Aim of the exercise: Output exactly the lines that run from the line with "Rules: pick out every instance of the red" to the end of the material, both ends included, and no other lines.

──────── Task input

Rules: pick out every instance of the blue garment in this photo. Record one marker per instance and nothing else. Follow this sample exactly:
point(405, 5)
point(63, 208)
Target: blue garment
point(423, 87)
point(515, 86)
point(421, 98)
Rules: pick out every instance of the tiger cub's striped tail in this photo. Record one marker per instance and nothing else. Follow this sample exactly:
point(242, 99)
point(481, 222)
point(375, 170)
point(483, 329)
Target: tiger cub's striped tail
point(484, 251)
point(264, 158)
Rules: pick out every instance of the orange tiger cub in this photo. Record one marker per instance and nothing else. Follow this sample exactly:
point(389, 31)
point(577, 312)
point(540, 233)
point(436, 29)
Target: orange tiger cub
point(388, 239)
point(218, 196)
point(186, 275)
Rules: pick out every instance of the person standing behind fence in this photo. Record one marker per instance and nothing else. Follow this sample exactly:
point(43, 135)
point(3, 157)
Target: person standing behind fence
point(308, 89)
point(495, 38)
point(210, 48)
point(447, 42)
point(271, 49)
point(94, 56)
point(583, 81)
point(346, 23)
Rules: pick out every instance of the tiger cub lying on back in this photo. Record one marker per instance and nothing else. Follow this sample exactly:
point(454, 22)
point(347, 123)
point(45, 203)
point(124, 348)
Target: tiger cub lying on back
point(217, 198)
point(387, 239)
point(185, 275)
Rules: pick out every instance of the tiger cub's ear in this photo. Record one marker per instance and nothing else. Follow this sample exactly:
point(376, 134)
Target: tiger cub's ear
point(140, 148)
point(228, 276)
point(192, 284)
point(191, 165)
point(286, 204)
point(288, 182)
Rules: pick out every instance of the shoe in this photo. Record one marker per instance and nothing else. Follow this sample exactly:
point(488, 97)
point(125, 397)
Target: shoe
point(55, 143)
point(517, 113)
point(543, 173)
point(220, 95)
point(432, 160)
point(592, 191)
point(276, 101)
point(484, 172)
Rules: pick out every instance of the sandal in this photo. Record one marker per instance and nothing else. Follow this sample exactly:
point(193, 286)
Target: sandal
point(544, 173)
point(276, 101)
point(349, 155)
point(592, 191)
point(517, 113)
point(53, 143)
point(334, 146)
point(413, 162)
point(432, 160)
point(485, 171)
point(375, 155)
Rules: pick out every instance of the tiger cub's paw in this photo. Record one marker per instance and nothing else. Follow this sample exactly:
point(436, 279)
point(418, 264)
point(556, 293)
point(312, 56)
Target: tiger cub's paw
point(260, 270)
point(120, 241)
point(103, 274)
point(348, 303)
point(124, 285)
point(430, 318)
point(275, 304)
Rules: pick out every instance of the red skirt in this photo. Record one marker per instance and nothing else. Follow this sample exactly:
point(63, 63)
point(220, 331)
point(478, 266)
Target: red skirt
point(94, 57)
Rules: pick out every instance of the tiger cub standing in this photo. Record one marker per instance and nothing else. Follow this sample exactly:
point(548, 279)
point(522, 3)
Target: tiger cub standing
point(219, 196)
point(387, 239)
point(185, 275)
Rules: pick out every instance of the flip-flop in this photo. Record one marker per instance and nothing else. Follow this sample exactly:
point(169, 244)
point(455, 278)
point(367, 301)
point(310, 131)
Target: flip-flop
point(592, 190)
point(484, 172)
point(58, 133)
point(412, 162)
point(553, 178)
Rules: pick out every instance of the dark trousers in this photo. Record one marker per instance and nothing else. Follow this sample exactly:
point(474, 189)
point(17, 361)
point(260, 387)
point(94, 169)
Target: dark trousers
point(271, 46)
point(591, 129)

────────────────

Task answer:
Rules: pick out every instance of the red skirt in this photo. Record one marker per instance and nothing else. Follow this sample exactly:
point(63, 63)
point(220, 331)
point(478, 266)
Target: red skirt
point(94, 57)
Rules: pick out every instance of the tiger cub standing in this photo. Record one marker per instance and nothing else. Follow this sample exactly:
point(548, 279)
point(522, 3)
Target: tiger cub standing
point(219, 196)
point(387, 239)
point(185, 275)
Rules: pick out every instance of the flip-flop in this photo. Record one marker per instance and nothing else. Follow this sample exactly:
point(169, 244)
point(455, 278)
point(367, 301)
point(310, 131)
Target: flip-flop
point(592, 190)
point(484, 172)
point(58, 133)
point(412, 162)
point(553, 178)
Rules: pick out every instance of the dark trousers in this photo. Record one marker per instance and nothing else. Follow this sample exactly:
point(474, 189)
point(17, 361)
point(260, 387)
point(94, 169)
Target: dark trousers
point(271, 46)
point(591, 129)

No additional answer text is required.